▶ [Written request 1]
Can you set down, word for word, the lines of the records below, from the line containing "Check that every instance of the red flower" through the end of the records, with both ends included and the pictures left out?

▶ [Selected excerpt]
The suit, filed Thursday on behalf of juvenile offenders sentenced between 2003 and 2008, claims the judges perpetrated "what ranks as one of the largest and most serious violations of children's rights in the history of the American legal system."

Federal prosecutors charged Mark Ciavarella and Michael Conahan with taking $2.6 million in payoffs to put juvenile offenders in lockups run by PA Child Care LLC and a sister company when they were judges in Luzerne County, about 100 miles (160 kilometers) north of Philadelphia.

The judges pleaded guilty to fraud earlier this month and face more than seven years in prison.

Federal authorities also have arrested a court administrator and a top probation official, and the investigation prompted the county prothonotary to resign.

The civil suit filed in federal court by the Philadelphia-based Juvenile Law Center Thursday claims that Ciavarella, Conahan and others conspired to violate the juveniles' civil rights and that they broke racketeering laws.

Conahan's lawyer declined to comment and a lawyer for Ciavarella didn't immediately return a phone call Thursday.

▶ [Written request 2]
Could you write the next part of the news report on the lawsuit against the two Luzerne County judges, beginning after its final sentence?

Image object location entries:
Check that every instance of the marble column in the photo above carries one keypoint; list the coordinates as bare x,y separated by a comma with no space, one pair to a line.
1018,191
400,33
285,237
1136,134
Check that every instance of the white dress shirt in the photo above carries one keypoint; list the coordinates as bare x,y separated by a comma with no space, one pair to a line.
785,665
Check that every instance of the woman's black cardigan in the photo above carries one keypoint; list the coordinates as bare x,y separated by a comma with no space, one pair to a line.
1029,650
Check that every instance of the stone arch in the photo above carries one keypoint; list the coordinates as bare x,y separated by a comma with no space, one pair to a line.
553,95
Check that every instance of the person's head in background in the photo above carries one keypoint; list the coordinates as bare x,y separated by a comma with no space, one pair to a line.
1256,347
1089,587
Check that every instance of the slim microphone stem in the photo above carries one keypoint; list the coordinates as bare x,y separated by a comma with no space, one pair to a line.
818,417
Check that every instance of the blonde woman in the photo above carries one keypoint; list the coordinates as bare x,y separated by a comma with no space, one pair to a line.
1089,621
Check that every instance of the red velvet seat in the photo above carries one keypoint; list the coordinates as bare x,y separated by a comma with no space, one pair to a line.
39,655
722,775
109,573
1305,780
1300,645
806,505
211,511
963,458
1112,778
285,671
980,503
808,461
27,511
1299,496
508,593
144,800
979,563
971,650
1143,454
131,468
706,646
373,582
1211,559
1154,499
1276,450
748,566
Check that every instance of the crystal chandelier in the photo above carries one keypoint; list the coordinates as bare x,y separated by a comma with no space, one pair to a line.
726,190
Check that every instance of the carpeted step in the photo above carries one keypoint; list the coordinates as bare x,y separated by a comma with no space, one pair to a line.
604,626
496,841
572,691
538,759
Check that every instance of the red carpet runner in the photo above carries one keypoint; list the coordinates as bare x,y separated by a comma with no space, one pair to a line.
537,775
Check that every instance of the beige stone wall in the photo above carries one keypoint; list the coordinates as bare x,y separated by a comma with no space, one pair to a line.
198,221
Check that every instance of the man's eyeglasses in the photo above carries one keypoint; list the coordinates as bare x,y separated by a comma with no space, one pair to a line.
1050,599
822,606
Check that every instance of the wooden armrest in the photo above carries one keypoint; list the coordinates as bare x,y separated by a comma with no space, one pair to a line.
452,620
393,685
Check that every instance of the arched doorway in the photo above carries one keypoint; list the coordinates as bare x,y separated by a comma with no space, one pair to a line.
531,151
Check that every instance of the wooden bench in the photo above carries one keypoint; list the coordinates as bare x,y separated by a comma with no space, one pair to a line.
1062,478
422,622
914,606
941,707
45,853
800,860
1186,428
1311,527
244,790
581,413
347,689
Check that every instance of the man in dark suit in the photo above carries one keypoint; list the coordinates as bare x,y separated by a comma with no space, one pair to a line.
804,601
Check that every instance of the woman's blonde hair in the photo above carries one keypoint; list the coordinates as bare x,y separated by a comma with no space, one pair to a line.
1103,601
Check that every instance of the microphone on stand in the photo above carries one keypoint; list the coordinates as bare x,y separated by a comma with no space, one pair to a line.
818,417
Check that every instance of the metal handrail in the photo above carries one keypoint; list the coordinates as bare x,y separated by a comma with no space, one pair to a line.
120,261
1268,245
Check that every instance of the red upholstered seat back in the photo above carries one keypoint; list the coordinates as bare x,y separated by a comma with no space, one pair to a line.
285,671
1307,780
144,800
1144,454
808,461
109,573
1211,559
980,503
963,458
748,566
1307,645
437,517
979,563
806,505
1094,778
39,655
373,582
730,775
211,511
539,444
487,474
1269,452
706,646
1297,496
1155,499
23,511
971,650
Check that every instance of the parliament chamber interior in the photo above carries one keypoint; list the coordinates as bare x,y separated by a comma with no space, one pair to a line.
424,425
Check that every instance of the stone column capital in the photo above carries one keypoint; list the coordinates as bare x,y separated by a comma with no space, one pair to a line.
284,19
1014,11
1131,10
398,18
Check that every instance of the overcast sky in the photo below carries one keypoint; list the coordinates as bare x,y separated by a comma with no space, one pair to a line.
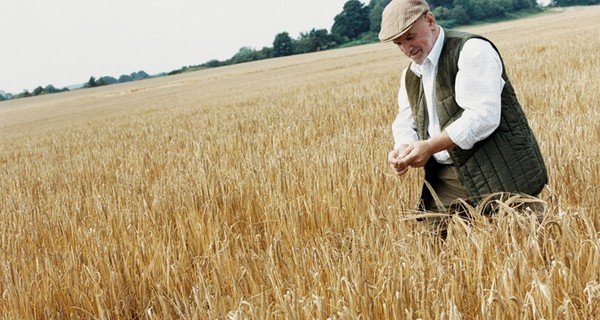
64,42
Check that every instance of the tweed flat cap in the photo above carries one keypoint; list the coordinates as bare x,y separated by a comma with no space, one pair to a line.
398,16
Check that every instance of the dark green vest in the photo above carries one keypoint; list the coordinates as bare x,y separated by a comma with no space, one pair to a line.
509,160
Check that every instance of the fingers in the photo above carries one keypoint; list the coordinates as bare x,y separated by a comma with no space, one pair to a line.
397,164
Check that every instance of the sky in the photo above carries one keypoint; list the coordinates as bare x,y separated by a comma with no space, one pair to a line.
65,42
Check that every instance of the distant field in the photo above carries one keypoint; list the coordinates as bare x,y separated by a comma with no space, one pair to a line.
262,191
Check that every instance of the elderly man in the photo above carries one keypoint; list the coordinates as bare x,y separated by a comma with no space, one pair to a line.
458,117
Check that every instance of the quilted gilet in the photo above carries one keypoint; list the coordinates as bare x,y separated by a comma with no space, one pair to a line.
509,160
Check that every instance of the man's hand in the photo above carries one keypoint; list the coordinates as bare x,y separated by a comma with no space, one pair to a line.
417,154
397,164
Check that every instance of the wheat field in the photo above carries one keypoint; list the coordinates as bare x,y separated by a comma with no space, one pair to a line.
262,191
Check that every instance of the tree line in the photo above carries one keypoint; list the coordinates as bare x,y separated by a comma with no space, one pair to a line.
356,24
359,23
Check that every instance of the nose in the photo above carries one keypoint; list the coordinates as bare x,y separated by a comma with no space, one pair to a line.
404,46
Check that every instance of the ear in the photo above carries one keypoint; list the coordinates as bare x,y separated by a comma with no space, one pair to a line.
430,19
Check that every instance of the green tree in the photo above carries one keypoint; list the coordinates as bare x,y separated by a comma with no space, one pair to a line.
375,10
91,83
352,21
314,40
245,54
566,3
282,45
37,91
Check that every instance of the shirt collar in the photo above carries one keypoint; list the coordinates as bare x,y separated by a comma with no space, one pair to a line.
433,57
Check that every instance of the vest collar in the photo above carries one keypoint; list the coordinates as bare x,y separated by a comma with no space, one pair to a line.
433,57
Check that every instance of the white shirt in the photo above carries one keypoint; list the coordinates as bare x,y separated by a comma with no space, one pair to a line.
478,89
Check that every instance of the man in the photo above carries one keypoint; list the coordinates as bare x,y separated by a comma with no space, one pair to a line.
459,117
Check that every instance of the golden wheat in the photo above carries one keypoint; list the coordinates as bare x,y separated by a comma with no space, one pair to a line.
261,191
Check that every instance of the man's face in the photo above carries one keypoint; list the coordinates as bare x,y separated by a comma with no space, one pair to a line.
418,41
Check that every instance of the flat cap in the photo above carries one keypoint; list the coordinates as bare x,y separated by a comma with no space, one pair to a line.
398,16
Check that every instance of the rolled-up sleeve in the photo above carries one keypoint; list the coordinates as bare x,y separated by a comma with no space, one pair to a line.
478,88
404,129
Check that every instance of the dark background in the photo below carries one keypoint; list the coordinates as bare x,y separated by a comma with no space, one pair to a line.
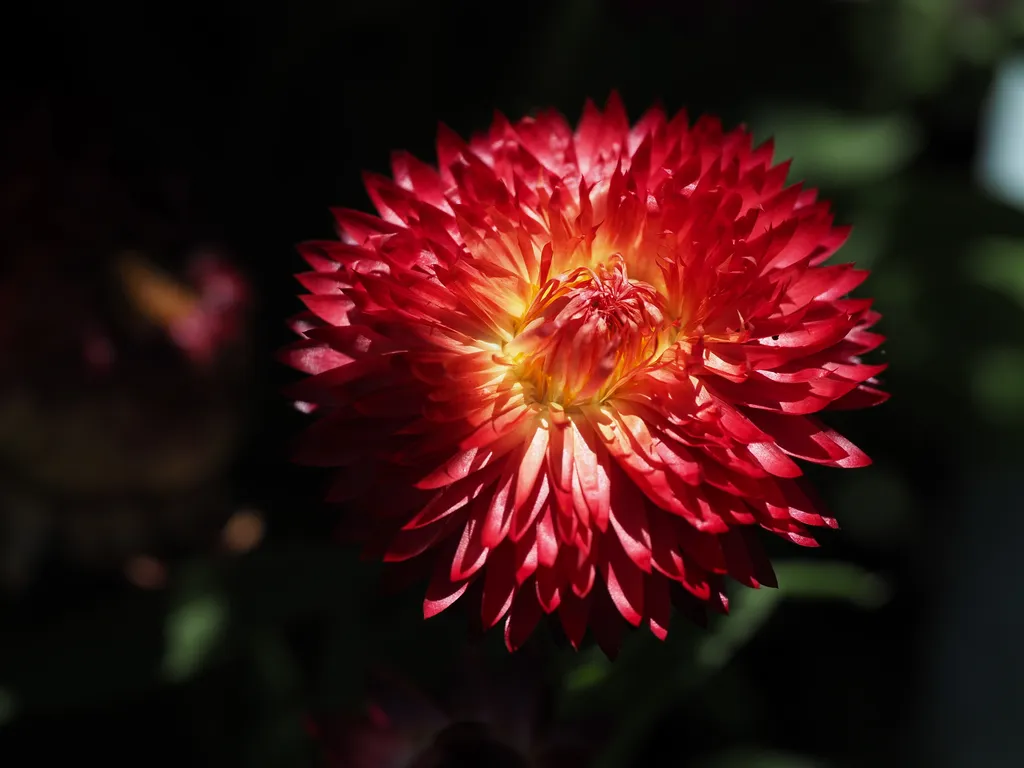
896,643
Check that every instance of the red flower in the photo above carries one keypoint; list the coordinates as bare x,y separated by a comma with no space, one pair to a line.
578,366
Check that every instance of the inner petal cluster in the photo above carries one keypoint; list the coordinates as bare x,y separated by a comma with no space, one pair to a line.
586,333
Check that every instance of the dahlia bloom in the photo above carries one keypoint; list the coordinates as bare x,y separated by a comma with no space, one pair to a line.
572,369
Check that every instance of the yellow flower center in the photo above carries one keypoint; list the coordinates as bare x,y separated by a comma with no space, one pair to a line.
585,333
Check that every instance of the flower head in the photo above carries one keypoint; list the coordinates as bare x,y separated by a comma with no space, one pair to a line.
574,368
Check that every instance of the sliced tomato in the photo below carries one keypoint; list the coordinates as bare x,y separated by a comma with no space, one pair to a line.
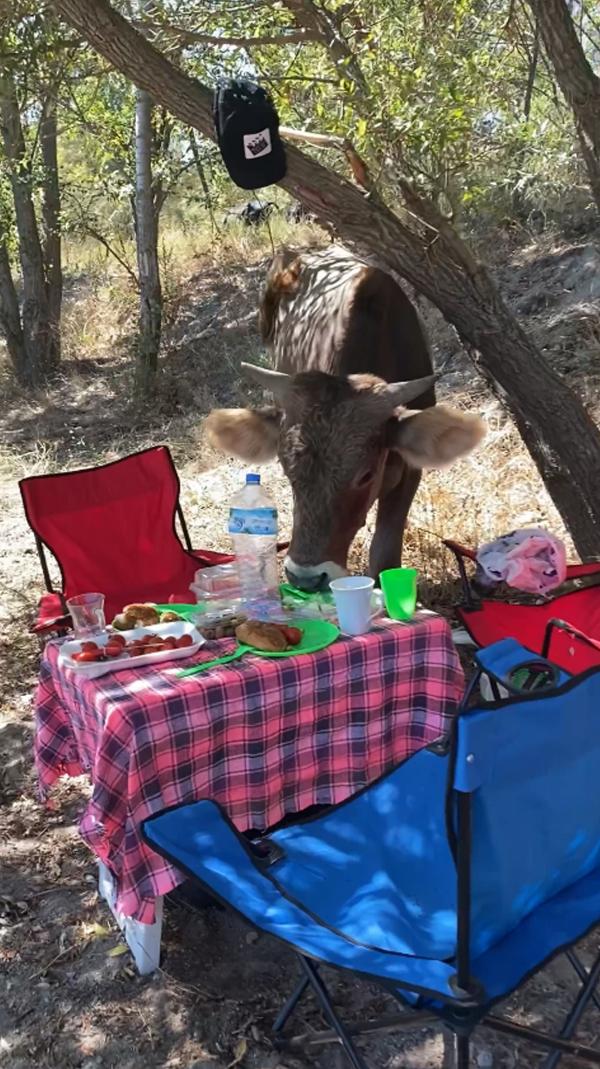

▶ [Task answer 1]
Check that every instance of the red flower in the photo above carries one keypoint; list the coordinates as bare x,y separated by a comma with no space, one pair to a line.
578,366
Check that every instance of the inner petal cluster in the photo above carries one keypoint; list the coordinates as bare x,y separated by a comma with no space, one pair to a line.
586,333
Check that every instance of the dahlia bloom in the photo above carries one keypoint; list the coordinates as bare x,y separated by a comma with no space, one pair to a line.
572,369
Check that every instance of the yellow flower center in the photo above carries one keypoint; list the coordinates as bare x,y separated by a comma with no space, one pair to a line.
585,333
Check that every instance of the flower head in the photo above carries one keypoint; list the coordinates as bare x,y separated by a comma with no space, one pair to a line.
574,368
Check that every instance of the sliced tomato in the photo below carries one keypoint; list the coordinates as bare x,y separated by a comma with no space, one pair to a line.

▶ [Task answer 2]
Youth advocacy groups had complained for years that Ciavarella was overly harsh and deprived youths of their constitutional rights. Ciavarella sent a quarter of his convicted juvenile defendants to detention centers from 2002 to 2006, compared with a statewide rate of one in 10.

The suit filed Thursday claims Ciavarella detained kids for offenses "as trivial as shoplifting a $4 jar of nutmeg or taking change from unlocked cars." It lists 95 plaintiffs and asks a judge to certify it as a class action, meaning others could join in and share any monetary award.

Two other federal lawsuits making similar allegations were filed this month. One also seeks class-action status. The other was initially filed as a class action, but was refiled Wednesday to allow all 113 of its plaintiffs to seek damages individually.

All three suits also name Robert Powell, a former co-owner of the detention centers, and Robert Mericle, who owns the construction company that built them. Neither has been charged criminally. Powell has said through his attorney that he was the victim of extortion. A spokesman for Mericle has denied he made payments to influence the judges.

The judges were charged Jan. 26 and subsequently removed from the bench. The Pennsylvania Supreme Court has appointed a judge from another county to review the cases handled by Ciavarella dating back to 2003. That judge could order juveniles' records expunged or grant them new hearings.

Also on Thursday, Luzerne County's president judge, Chester Muroski, confirmed that the FBI has requested records from civil cases. That development, first reported by the Philadelphia legal newspaper, The Legal Intelligencer, signals that the corruption probe has shifted into a new phase.